**What you should do:** Please reproduce everything from the start of the items below down to the line containing "81), (86, 78)]", both ends included and the request text kept. Add 136 to every coordinate in the answer masks, leaving the format sample coordinates unchanged.
--- start of Records supplied ---
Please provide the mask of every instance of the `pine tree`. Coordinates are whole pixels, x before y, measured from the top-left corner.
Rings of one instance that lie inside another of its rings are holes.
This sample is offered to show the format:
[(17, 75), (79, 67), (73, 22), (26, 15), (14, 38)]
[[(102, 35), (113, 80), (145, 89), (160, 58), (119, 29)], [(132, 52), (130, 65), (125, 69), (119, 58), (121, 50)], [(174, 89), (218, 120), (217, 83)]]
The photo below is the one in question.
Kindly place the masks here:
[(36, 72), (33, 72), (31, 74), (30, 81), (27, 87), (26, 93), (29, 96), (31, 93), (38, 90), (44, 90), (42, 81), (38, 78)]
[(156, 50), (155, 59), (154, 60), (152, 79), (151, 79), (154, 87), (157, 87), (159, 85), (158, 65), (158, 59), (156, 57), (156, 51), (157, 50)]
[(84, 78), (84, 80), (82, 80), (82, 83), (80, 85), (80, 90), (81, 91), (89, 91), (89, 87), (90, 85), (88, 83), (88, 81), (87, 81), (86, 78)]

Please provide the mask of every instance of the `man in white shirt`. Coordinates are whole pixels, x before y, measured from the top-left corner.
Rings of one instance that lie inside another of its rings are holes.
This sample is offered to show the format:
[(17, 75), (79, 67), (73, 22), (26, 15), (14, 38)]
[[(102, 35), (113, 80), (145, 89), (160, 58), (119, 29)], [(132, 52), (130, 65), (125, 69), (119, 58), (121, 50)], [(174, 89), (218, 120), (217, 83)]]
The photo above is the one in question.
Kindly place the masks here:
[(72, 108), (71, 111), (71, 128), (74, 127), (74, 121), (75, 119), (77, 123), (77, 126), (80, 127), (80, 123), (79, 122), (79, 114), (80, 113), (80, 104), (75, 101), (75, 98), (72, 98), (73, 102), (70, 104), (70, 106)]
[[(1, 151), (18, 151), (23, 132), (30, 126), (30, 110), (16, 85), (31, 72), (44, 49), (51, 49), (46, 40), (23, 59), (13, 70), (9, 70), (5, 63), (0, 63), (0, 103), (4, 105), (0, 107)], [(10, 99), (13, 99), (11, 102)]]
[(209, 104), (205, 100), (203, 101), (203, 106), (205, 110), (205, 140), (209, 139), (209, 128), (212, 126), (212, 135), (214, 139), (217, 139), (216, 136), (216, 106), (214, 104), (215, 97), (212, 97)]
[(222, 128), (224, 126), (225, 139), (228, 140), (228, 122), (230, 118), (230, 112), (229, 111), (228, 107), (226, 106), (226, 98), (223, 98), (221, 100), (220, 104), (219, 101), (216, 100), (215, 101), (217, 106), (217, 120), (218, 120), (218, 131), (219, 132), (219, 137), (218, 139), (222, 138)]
--- end of Records supplied ---
**Reply to the exercise:**
Please provide the mask of every instance of the `pine tree`. Coordinates are whole pixels, x before y, measured from the top-left corner.
Rings of one instance that lie inside another of its rings are holes.
This sample is offered to show the format:
[(17, 75), (79, 67), (73, 22), (26, 15), (14, 38)]
[[(102, 35), (113, 80), (145, 89), (160, 58), (119, 29)], [(132, 52), (130, 65), (125, 69), (119, 58), (121, 50)], [(174, 89), (218, 120), (217, 83)]]
The photo below is the one in question.
Kindly place the masks here:
[(172, 208), (169, 208), (167, 210), (166, 217), (163, 223), (162, 229), (165, 232), (167, 229), (174, 226), (180, 226), (178, 217), (174, 214)]
[(292, 186), (291, 195), (290, 196), (288, 215), (287, 215), (290, 223), (293, 223), (295, 221), (294, 201), (294, 195), (292, 193), (292, 187), (293, 186)]
[(220, 214), (220, 216), (218, 216), (218, 219), (216, 221), (216, 226), (217, 227), (225, 227), (225, 223), (226, 221), (224, 219), (224, 217), (223, 217), (222, 214)]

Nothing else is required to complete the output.